MATERIAL TO PROCESS:
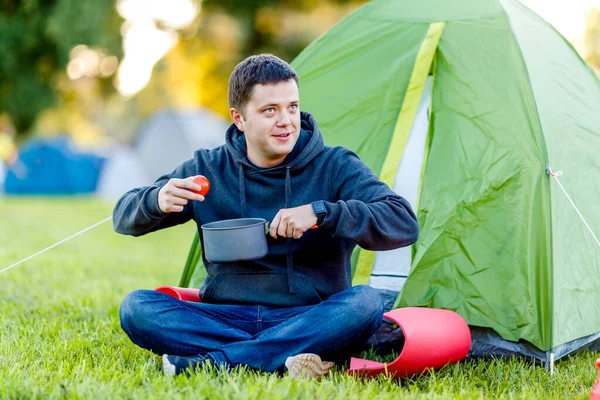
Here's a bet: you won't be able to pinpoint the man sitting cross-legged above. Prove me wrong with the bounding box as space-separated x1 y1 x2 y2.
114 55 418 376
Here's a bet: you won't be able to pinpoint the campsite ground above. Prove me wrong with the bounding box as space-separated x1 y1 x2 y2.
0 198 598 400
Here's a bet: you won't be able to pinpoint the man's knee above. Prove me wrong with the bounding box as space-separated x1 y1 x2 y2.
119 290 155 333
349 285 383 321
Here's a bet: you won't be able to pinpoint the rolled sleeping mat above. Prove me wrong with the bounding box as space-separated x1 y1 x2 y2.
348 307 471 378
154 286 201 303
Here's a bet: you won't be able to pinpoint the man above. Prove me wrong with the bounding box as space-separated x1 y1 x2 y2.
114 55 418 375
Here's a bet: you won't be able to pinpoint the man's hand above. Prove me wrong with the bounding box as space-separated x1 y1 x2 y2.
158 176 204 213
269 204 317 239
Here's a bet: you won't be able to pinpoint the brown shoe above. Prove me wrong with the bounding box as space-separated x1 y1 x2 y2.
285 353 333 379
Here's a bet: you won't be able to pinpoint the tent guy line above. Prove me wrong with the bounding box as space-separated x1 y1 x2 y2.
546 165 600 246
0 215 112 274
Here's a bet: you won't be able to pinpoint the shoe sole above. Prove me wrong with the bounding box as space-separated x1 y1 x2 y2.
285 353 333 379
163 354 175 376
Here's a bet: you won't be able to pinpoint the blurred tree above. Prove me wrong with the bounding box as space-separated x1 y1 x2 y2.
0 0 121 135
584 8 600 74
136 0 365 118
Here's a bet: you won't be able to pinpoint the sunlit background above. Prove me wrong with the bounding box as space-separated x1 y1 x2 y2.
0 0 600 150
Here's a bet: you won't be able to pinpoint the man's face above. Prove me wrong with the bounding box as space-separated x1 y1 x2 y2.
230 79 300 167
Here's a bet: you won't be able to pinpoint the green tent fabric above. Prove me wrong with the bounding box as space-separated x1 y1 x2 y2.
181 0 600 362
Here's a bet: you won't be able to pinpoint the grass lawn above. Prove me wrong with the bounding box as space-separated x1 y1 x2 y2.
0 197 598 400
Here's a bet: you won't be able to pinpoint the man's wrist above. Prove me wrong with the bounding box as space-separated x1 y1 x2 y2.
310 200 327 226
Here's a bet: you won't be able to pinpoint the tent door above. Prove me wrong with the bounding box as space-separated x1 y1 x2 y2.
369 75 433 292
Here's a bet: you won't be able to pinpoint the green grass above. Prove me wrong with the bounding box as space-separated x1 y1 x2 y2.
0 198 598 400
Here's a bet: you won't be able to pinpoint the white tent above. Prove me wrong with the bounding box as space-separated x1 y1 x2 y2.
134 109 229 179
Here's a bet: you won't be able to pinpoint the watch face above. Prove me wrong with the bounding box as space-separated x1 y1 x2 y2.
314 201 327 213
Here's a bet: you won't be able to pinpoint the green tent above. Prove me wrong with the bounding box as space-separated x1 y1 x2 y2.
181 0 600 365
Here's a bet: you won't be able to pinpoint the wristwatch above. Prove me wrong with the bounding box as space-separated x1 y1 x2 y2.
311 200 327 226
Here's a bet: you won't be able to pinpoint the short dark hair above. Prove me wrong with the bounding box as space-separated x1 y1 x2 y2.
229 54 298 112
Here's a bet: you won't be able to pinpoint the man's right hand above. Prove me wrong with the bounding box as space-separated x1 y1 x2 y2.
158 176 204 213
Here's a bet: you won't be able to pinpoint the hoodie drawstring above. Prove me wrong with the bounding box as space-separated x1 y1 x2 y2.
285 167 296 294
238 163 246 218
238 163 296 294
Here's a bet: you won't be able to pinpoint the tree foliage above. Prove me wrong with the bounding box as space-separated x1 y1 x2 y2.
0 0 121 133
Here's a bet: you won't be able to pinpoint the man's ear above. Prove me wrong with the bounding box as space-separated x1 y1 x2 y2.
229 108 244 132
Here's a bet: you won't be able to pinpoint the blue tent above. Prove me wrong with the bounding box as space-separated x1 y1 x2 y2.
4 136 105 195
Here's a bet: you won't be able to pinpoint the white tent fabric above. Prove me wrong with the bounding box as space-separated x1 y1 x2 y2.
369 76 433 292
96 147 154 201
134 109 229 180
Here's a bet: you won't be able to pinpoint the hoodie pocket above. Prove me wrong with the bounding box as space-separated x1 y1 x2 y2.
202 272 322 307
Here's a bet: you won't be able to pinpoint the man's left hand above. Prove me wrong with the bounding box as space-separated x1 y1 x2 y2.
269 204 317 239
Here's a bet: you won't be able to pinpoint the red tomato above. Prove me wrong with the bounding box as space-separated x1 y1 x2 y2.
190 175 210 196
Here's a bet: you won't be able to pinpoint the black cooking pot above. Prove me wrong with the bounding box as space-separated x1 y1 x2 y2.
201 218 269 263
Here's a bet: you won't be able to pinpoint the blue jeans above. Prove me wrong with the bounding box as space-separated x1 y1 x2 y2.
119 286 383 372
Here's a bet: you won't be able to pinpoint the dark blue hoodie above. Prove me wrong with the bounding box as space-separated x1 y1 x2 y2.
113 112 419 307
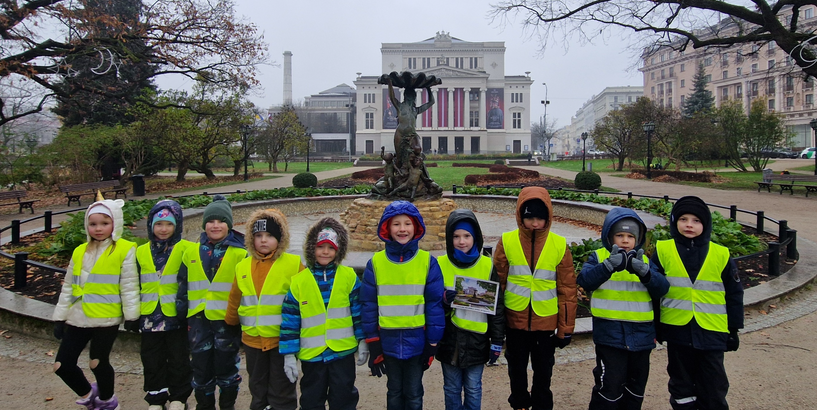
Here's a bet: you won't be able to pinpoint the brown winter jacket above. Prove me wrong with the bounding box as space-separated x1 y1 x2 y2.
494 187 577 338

TASK TO COMPLETE:
Put every entry above into a numbered list, one line per item, with no blank lines. Leave the pictures out.

FULL RESPONSE:
1. Here's a bet: you won't be able to pinpoint the man sitting cross-legged above. Prove me wrong with the bounding box as space-separated x1 y1 x2 y2.
2. 114 55 418 376
3. Here's a bet: you won't be able to pinpoint the campsite ground above. Prove me wrong with the bounding box as space-separated x1 y1 x2 y2.
4. 0 198 598 400
5. Here's a bet: you won't be able to pinpoint the man's knee above. Prove me wrong with the bounding box as space-separated x1 y1 x2 y2.
6. 119 290 155 333
7. 349 285 383 321
8. Here's a bet: you won't be able to pinpoint the rolled sleeping mat above. Prove me wrong with the bounding box as space-separated x1 y1 x2 y2.
9. 348 307 471 378
10. 154 286 201 303
11. Here's a bet: you won't be able to pinpoint the man above. Prove me wrong with the bounding box as space-separated x1 y1 x2 y2.
12. 114 55 418 375
13. Here's a bet: you won't be able to pinpoint the man's hand above. Prove me wrong with the bounding box as space-separated x1 y1 x2 y2.
14. 158 176 204 213
15. 269 204 317 239
16. Here's a bet: you won't be able to pinpoint the brown shoe above. Prove me wrong with the bounding box as space-separated x1 y1 x2 y2.
17. 285 353 333 379
18. Here's a bet: you won't be able to pinpoint the tent guy line above. Prove me wrong with the bounding box as space-separated x1 y1 x2 y2.
19. 546 165 600 246
20. 0 215 112 274
21. Here's a bet: you won't be able to pinpoint the shoe sole above. Prove me wrong with the bounding box as space-separated x1 y1 x2 y2.
22. 285 353 333 379
23. 163 354 175 376
24. Here's a bet: you won't be able to pinpoint the blurred tree above. Prove me wrong with the bounding box as space-separated x1 y1 x2 y2.
25. 0 0 121 135
26. 584 8 600 74
27. 136 0 365 118
28. Here's a bet: you won't be able to pinpoint the sunlit background above. Prove me wrong with the bounding box as space-separated x1 y1 x2 y2.
29. 0 0 600 150
30. Here's a bet: you won't be able to pinpoint the man's face above. Prove me wrong with the bounding box as space-separated x1 y1 x2 y2.
31. 230 79 300 167
32. Here's a bet: you won't be able to pinpoint the green tent fabric above. Prove me wrong with the bounding box as space-separated x1 y1 x2 y2.
33. 181 0 600 362
34. Here's a bet: you won't be able to pinpoint the grass lawn above. Prove me wrong with the bounding box as space-separated x1 y1 x2 y2.
35. 0 197 598 400
36. Here's a bet: you won't be able to pinpoint the man's wrist above. Prove me wrong with the bounding box as space-separated x1 y1 x2 y2.
37. 310 200 327 226
38. Here's a bet: you won't be able to pinpoint the tent door above. Prove me wrong with the bounding box as space-separated x1 y1 x2 y2.
39. 369 75 433 292
40. Here's a bet: you won't be able to pinpoint the green grass above. Prove me wrong with the bounding box as space-separated x1 y1 x2 y2.
41. 0 198 598 400
42. Here's a bet: you won't be able to pinpoint the white tent above. Prove me wrong with the bounding box as space-separated x1 y1 x2 y2.
43. 134 109 229 179
44. Here's a bet: you won't be able to pinpoint the watch face above. Prove me wrong with the bounding box as space-separated x1 y1 x2 y2.
45. 314 201 327 213
46. Here's a bet: you won't be able to pinpoint the green tent above. Prove me wrong with the bounding box as space-separated x1 y1 x2 y2.
47. 181 0 600 365
48. Here's a bet: you won't be able to pinpoint the wristwatch above. Prove me wrong with the bounding box as space-separated x1 y1 x2 y2.
49. 311 200 327 226
50. Here's a bet: you won't be able to pinpoint the short dark hair above. Prove me wrong with the bounding box as space-separated x1 y1 x2 y2.
51. 229 54 298 112
52. Here's a bet: you won't be able to pinpoint the man's right hand above. Prove me wrong with the bounding box as space-separated x1 y1 x2 y2.
53. 158 176 204 213
54. Here's a bet: you won't be able to pinpoint the hoodie drawstring above. Prove me wrong with the bounding box as space-separated x1 y1 x2 y2.
55. 285 167 296 294
56. 238 163 246 218
57. 238 163 296 294
58. Here's a bet: you won't be able to pinpoint the tree foliage above. Prove me wrong with the bounding box as space-separated x1 y1 x2 y2.
59. 0 0 121 133
60. Here's a bet: you won't be able to pinpoint the man's ear above. Prove me wrong with the bounding box as space-separated x1 y1 x2 y2.
61. 229 108 244 132
62. Here's a bet: you won't be able to pinpoint the blue tent above. Prove me wrong with the bounding box as space-separated x1 y1 x2 y2.
63. 4 136 105 195
64. Here's a bet: you won't be able to pinpoint the white tent fabric above. Prove me wrong with the bounding box as space-separated x1 y1 x2 y2.
65. 369 76 433 292
66. 96 147 154 201
67. 134 109 229 180
68. Here's a bet: you won't be able to pinpoint the hoodie pocket above. Prove me wrong with the bounding box as space-separated x1 y1 x2 y2.
69. 202 272 322 307
70. Here's a bet: you won't be able to pinpoint the man's left hand above. Prove me wrong with the bounding box as space-separated x1 y1 x2 y2.
71. 269 204 317 239
72. Here's a bet: you won't be able to pinpoint the red tomato above. Prove me wrong with the bounding box as space-separated x1 y1 x2 y2.
73. 190 175 210 196
74. Here's a bet: you won't be able to pinpoint the black cooking pot above. Prove me wrong with the bounding box as space-separated x1 y1 x2 y2.
75. 201 218 269 263
76. Here's a bet: you won't be able to pinpoint the blue jeans above. Prove me wrong with the bounding box as space-separated x1 y1 x2 y2.
77. 119 286 383 372
78. Here's a bet: you won't be able to pinpoint the dark blue hoodie above. Prove me wrong with the bounding box as space-separated x1 y1 x2 y2.
79. 113 112 419 307
80. Here's a bet: you won't be able to pinpoint the brown winter jacket above. Prove me wrong with the bounding box as space-separated x1 y1 x2 y2.
81. 494 187 577 338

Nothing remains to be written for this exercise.